把下面的全部记录整理成 JSON 字符串列表，每一行对应一个字符串，空行略去。

■ 数据摘录 ■
◆ ◆ ◆ ◆ ◆ ◆ ◆
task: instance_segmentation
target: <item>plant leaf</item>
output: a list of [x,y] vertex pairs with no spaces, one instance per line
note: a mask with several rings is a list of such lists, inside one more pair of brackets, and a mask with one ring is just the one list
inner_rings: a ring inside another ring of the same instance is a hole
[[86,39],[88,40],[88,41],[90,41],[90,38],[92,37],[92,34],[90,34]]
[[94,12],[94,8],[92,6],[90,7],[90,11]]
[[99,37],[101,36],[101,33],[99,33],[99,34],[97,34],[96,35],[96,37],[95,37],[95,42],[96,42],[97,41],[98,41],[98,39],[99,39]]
◆ ◆ ◆ ◆ ◆ ◆ ◆
■ 本题解答 ■
[
  "task: instance_segmentation",
  "target: <item>plant leaf</item>",
  "output: a list of [x,y] vertex pairs with no spaces, one instance per line",
  "note: a mask with several rings is a list of such lists, inside one more pair of brackets, and a mask with one ring is just the one list",
  "inner_rings: a ring inside another ring of the same instance is a hole",
  "[[86,39],[88,40],[88,41],[90,41],[90,38],[92,37],[92,34],[90,34]]",
  "[[94,12],[94,8],[92,6],[90,7],[90,11]]",
  "[[99,37],[101,36],[101,33],[99,33],[99,34],[97,34],[96,35],[96,37],[95,37],[95,42],[96,42],[97,41],[98,41],[98,39],[99,39]]"
]